* CONSIGNES:
1. Relevez, dans l'extrait sur la tolérance, les sigles des laboratoires d'Université Côte d'Azur associés au programme de recherche.
2. Rédigez la suite de l'extrait sur la tolérance, en reprenant après la citation du discours de Rabaut Saint-Étienne.

* EXTRAIT DU DOCUMENT:
++++++++++++++++++++
Loxias-Colloques |  14. Tolérance(s) I : Regards croisés sur la tolérance 

Véronique Montagne, Anne Brogini et Odile Gannier  : 

Tolérance(s)

Réflexions préliminaires

Texte intégral

1Ce numéro spécial correspond à la publication d’une journée d’études qui s’est tenue à la MSHS-SE de Nice le 28 juin 2019 et qui s’intéressait aux Regards croisés sur la tolérance. La journée s’inscrivait dans un programme de recherche plus vaste, associant plusieurs laboratoires d’Université Côte d’Azur (BCL, CTEL, CMMC, URMIS), l’Université de Stockholm et la Fondation Nobel de Stockholm ; plusieurs chercheurs en littérature et sciences humaines y ont analysé le concept de tolérance, ses évolutions au fil du temps et certaines de ses applications dans différents espaces d’Europe et d’ailleurs. Cette journée marquait ainsi le point de départ d’une série d’événements scientifiques consacrés à la définition du mot et/ou du concept de tolérance, laquelle pose difficulté. Le Manuel éducatif « La tolérance, porte ouverte sur la paix » – qui est une pièce importante dans l’éducation à la tolérance préconisée par les Nations Unies – fait ainsi état « des définitions capricieuses et variables » de ce terme, dont les contours changent, par exemple, selon les langues. Or cette variation, linguistique, géographique, est aussi historique.

2Le 23 août 1789, le révolutionnaire Rabaut Saint-Étienne prononce à l’Assemblée nationale, un discours devenu célèbre, qui témoigne à quel point la tolérance peut en effet recouvrir des réalités diverses au fil du temps, et a pu osciller entre un statut d’idéal et celui d’un pis-aller jugé insatisfaisant :

« Messieurs, ce n’est pas même la tolérance que je réclame ; c’est la liberté. La Tolérance ! Le support ! Le pardon ! La clémence ! Idées souverainement injustes envers les dissidents, tant qu’il sera vrai que la différence de religion, que la différence d’opinion, n’est pas un crime. La Tolérance ! Je demande qu’il soit proscrit à son tour, et il le sera, ce mot injuste qui ne nous présente que comme des citoyens dignes de pitié, comme des coupables auxquels on pardonne, ceux que le hasard souvent et l’éducation ont amenés à penser d’une autre manière que nous1 ».
++++++++++++++++++++
* DONNÉES BRUTES:
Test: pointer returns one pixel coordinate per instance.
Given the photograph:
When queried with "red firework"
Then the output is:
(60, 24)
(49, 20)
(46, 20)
++++++++++++++++++++
* RÉPONSES:
1. BCL, CTEL, CMMC, URMIS

2.
3C’est notamment en réaction au déchirement de la chrétienté, à la « confessionnalisation » et aux conflits religieux du XVIe siècle, qui contribuent à la lente gestation des États modernes, que le concept est revendiqué par les humanistes, avant d’être mis en pratique par les princes. Apparu en Allemagne au XVIe siècle et emprunté au français et au latin, le terme possède à l’origine un sens étroit, qui désigne la tolérance envers des minorités religieuses de l’empire, et correspond à une conviction intellectuelle de lettrés. Certains humanistes tels que Sébastien Castellion, Michel Servet ou Eckart de Drübel en appellent plus largement à la tolérance de toute confession, y compris de l’Islam2. Au fil du siècle, le mot acquiert un sens juridique et désigne une décision politique visant à imposer l’acceptation des représentants d’une confession minoritaire et jusqu’alors opprimée ou persécutée3.

4Dans la France des guerres de religion (1562-1598), des « pactes d’amitié » sont ainsi constitués sous le règne de Charles IX, entre habitants de villages ou de très petites villes, mus par leur connaissance mutuelle, leurs liens familiaux ou amicaux et un sentiment sans doute d’être « victimes » ensemble4. La littérature de l’époque reflète ces rapprochements, censément refusés par les pouvoirs : c’est le cas par exemple du fameux Abencérage d’Antonio de Villegas (1565), œuvre littéraire capitale du Siècle d’Or espagnol, mettant en scène la sympathie, puis la sincère amitié qui unit deux chevaliers de la péninsule, l’un chrétien et l’autre musulman. Texte subversif qui s’oppose à l’Inquisition, l’ouvrage oppose les vertus personnelles à la limpieza de sangre, en ce sens que les vertus ne dépendent pas de l’appartenance religieuse (Isabelle Taillandier).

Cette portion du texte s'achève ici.